Goal:
Write down each entry again, exactly as it reads.

Stored data:
****

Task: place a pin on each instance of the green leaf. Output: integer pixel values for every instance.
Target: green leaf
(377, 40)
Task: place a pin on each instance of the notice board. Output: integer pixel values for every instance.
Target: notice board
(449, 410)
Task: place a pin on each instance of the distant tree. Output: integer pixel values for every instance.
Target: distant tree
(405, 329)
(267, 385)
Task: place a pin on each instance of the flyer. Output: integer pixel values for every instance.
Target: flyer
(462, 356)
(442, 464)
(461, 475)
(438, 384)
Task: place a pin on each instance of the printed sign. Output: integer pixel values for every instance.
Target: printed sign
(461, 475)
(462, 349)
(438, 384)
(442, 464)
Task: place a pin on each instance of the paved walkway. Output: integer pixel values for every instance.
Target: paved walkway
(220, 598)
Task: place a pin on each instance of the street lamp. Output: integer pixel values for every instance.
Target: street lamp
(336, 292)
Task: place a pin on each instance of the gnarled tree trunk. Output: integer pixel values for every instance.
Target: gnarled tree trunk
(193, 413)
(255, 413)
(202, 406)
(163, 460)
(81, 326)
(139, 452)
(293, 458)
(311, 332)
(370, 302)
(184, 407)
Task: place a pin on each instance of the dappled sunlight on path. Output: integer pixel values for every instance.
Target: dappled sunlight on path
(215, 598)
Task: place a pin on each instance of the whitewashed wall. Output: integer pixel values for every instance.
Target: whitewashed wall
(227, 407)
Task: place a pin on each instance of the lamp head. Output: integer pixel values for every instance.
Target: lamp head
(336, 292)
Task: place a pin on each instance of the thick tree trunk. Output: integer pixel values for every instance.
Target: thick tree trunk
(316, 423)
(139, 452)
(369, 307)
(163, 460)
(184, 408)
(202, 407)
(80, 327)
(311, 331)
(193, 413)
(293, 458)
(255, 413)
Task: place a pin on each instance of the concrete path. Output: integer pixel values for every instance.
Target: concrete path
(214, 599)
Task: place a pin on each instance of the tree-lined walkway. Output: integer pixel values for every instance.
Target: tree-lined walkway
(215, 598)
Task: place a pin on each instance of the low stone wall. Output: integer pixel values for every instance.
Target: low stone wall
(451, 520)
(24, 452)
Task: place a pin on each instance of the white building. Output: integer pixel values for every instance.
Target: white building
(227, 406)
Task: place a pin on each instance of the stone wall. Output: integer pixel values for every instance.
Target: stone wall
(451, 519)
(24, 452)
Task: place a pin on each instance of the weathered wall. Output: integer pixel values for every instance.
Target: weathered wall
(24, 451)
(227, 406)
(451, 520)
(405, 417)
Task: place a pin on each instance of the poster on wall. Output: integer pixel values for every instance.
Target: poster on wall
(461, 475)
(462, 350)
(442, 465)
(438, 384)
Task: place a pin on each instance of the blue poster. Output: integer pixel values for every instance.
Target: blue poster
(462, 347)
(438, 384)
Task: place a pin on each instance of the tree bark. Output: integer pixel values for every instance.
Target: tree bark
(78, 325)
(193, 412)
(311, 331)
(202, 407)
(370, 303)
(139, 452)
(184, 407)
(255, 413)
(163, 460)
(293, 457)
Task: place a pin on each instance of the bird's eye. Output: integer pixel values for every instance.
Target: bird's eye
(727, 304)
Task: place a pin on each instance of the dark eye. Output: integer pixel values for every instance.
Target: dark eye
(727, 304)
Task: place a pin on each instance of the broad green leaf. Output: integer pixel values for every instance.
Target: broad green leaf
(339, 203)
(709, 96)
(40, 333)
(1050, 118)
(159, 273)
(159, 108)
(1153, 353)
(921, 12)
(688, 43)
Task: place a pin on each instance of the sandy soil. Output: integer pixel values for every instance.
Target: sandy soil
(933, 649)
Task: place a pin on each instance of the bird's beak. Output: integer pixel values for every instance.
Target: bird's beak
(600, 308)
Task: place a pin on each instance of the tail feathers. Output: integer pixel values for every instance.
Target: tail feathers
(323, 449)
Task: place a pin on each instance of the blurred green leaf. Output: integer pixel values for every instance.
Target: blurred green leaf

****

Output of the exercise:
Task: place a pin on each instance of the green leaf. Output: integer pixel values for every instance.
Target: green leaf
(377, 40)
Task: place a pin on each instance of the notice board. Output: integer pixel values for every instance.
Target: notice board
(449, 410)
Task: place a pin on each instance of the distant tree. Output: integer pixel values for every instance.
Target: distant tree
(405, 329)
(267, 385)
Task: place a pin on each instance of the flyer. Output: integer pixel values for every instance.
Target: flyer
(462, 356)
(442, 464)
(461, 475)
(438, 384)
Task: place a pin on each instance of the printed sign. Output: integer pixel values for every instance.
Target: printed sign
(461, 475)
(462, 349)
(438, 384)
(442, 464)
Task: place a pin on each instance of the paved walkway. Output: integer pixel values for every instance.
Target: paved walkway
(220, 598)
Task: place a pin on each instance of the street lamp. Output: integer pixel values for every instance.
Target: street lamp
(336, 292)
Task: place a pin on each instance of the gnarled tree trunk. Output: integer pixel values for every instance.
Target: gnarled tree trunk
(193, 413)
(255, 413)
(202, 406)
(163, 460)
(81, 326)
(139, 452)
(293, 458)
(311, 332)
(370, 302)
(184, 407)
Task: place a pin on each instance of the dappled sunlight on path. Output: integer pixel values for every instance.
Target: dappled sunlight on path
(215, 598)
Task: place a pin on each instance of the whitewashed wall. Output: integer pixel values for every instance.
Target: whitewashed wall
(227, 407)
Task: place a pin on each instance of the lamp head. Output: integer pixel values for every instance.
Target: lamp head
(336, 292)
Task: place a pin on each instance of the thick tree trunk. Output: integer pixel values for every instance.
Target: thick tree trunk
(316, 423)
(139, 452)
(369, 307)
(163, 460)
(184, 408)
(202, 407)
(80, 327)
(311, 331)
(193, 413)
(293, 458)
(255, 413)
Task: place a pin on each instance of the concrete path. Output: integer pixel values for every instance.
Target: concrete path
(214, 599)
Task: place a pin on each instance of the tree-lined walkway. Output: integer pixel values for every instance.
Target: tree-lined walkway
(215, 598)
Task: place a pin on each instance of the low stone wall. Output: integer pixel values for every instance.
Target: low stone wall
(451, 520)
(24, 452)
Task: place a pin on each instance of the white building. Output: integer pixel values for every instance.
Target: white building
(227, 406)
Task: place a pin on each instance of the stone wall. Output: integer pixel values for every instance.
Target: stone wall
(451, 519)
(24, 452)
Task: place a pin on each instance of the weathered wall. Output: integer pixel values for every instance.
Target: weathered wall
(24, 451)
(227, 406)
(451, 520)
(405, 417)
Task: place a pin on each instance of the poster on wall. Output: integer pixel values for every instance.
Target: poster on wall
(461, 475)
(462, 350)
(442, 465)
(438, 384)
Task: place a pin on each instance of the blue poster. Output: integer pixel values for every instance.
Target: blue poster
(462, 347)
(438, 384)
Task: place a pin on each instance of the tree bark. Output: integer pixel values for every instance.
Target: tree bark
(78, 325)
(193, 412)
(311, 331)
(202, 407)
(370, 303)
(139, 452)
(184, 407)
(255, 413)
(163, 460)
(293, 457)
Task: place a pin on each instance of the bird's eye. Output: integer pixel values for every instance.
Target: bird's eye
(727, 304)
Task: place a pin on each instance of the dark eye. Output: integer pixel values for every instance.
Target: dark eye
(727, 304)
Task: place a pin on each instance of the broad green leaf. Output: integer pixel values for every instance.
Target: broad green leaf
(339, 203)
(709, 96)
(40, 333)
(1050, 118)
(159, 273)
(159, 108)
(1153, 353)
(921, 12)
(688, 43)
Task: place a pin on each instance of the sandy soil. Output: integer pixel values for every instance.
Target: sandy soil
(933, 649)
Task: place a pin on each instance of the bird's beak. Output: integer pixel values for every instance.
Target: bird's beak
(600, 308)
Task: place a pin on each instance of the tail feathers. Output: integer pixel values for every instance.
Target: tail feathers
(323, 449)
Task: place a pin on each instance of the blurred green leaf. Output: integer pixel values for every instance.
Target: blurred green leaf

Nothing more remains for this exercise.